--- Begin RAW RECORDS ---
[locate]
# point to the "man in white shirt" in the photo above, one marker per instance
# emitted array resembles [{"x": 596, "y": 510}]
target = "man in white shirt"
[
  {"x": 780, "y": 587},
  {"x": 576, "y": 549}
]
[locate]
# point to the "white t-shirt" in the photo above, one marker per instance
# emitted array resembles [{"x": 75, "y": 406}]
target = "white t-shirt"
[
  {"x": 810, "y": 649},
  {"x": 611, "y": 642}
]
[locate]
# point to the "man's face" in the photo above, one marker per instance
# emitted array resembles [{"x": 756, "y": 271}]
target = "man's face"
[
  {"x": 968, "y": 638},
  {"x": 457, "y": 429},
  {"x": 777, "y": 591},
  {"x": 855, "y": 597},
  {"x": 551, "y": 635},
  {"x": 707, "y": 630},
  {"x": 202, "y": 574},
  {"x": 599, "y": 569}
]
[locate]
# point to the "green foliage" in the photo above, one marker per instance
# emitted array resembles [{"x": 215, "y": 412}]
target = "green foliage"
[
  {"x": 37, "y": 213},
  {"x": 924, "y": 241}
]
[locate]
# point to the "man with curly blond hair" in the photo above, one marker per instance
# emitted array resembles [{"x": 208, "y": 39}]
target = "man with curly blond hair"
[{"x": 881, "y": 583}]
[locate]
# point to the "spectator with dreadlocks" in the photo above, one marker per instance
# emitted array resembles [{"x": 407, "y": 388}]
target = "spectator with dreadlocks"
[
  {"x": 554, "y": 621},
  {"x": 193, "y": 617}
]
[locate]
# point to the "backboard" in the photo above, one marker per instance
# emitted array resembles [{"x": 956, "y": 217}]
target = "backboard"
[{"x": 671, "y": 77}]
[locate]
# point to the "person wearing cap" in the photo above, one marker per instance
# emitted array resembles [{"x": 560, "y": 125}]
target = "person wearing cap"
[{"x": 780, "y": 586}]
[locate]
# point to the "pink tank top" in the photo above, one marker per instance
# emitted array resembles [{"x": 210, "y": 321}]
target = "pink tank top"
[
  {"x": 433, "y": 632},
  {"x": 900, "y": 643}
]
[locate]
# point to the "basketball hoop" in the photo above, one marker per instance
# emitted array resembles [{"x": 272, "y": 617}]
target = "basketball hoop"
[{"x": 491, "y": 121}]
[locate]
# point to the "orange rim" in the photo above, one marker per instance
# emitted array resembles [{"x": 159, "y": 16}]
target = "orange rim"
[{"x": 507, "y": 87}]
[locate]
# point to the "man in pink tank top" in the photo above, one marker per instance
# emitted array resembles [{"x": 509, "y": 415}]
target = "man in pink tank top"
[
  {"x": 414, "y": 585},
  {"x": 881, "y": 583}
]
--- End RAW RECORDS ---
TASK DESCRIPTION:
Print every line of the records exactly. Omit nothing.

RESPONSE BELOW:
[locate]
# point to the "man in white shirt" in the photo above, one marker per instance
# emitted array resembles [{"x": 596, "y": 510}]
target = "man in white shirt"
[
  {"x": 780, "y": 587},
  {"x": 576, "y": 549}
]
[locate]
# point to the "white t-shirt" in the photo above, one marker per instance
# emitted array resembles [{"x": 75, "y": 406}]
target = "white t-shirt"
[
  {"x": 810, "y": 649},
  {"x": 611, "y": 642}
]
[locate]
# point to the "man's face" in the photo above, one marker per instance
# emitted array resembles [{"x": 756, "y": 271}]
target = "man's face"
[
  {"x": 968, "y": 638},
  {"x": 457, "y": 429},
  {"x": 777, "y": 591},
  {"x": 855, "y": 597},
  {"x": 551, "y": 635},
  {"x": 707, "y": 630},
  {"x": 202, "y": 574},
  {"x": 599, "y": 569}
]
[locate]
# point to the "green foliage" in the photo above, one marker per instance
# emitted array resembles [{"x": 215, "y": 412}]
target = "green foliage"
[
  {"x": 37, "y": 213},
  {"x": 924, "y": 241}
]
[locate]
# point to the "man with curly blond hair" in the photo above, one marker per instance
# emitted array resembles [{"x": 208, "y": 39}]
target = "man with curly blond hair"
[{"x": 881, "y": 583}]
[locate]
# point to the "spectator with dreadlocks" in the photo above, one marker per instance
# emitted array resembles [{"x": 407, "y": 388}]
target = "spectator with dreadlocks"
[
  {"x": 554, "y": 621},
  {"x": 193, "y": 617}
]
[locate]
# point to the "backboard" in the photo above, one marker per instance
# emitted array resembles [{"x": 956, "y": 217}]
target = "backboard"
[{"x": 671, "y": 77}]
[locate]
# point to the "person wearing cap" in the photo above, one marker per instance
# emitted array resembles [{"x": 560, "y": 125}]
target = "person wearing cap"
[{"x": 780, "y": 586}]
[locate]
# point to the "pink tank top" in the photo above, one marker per instance
# emitted array resembles [{"x": 210, "y": 321}]
target = "pink tank top"
[
  {"x": 433, "y": 632},
  {"x": 900, "y": 643}
]
[locate]
# point to the "basketball hoop" in the photo above, one marker per instance
# emitted array resembles [{"x": 272, "y": 617}]
target = "basketball hoop"
[{"x": 491, "y": 121}]
[locate]
# point to the "orange rim" in the photo above, one marker per instance
# emitted array resembles [{"x": 159, "y": 16}]
target = "orange rim"
[{"x": 507, "y": 87}]
[locate]
# point to the "man in pink tank top" in the photo above, one marker per instance
# emitted array resembles [{"x": 509, "y": 415}]
target = "man in pink tank top"
[
  {"x": 414, "y": 585},
  {"x": 881, "y": 583}
]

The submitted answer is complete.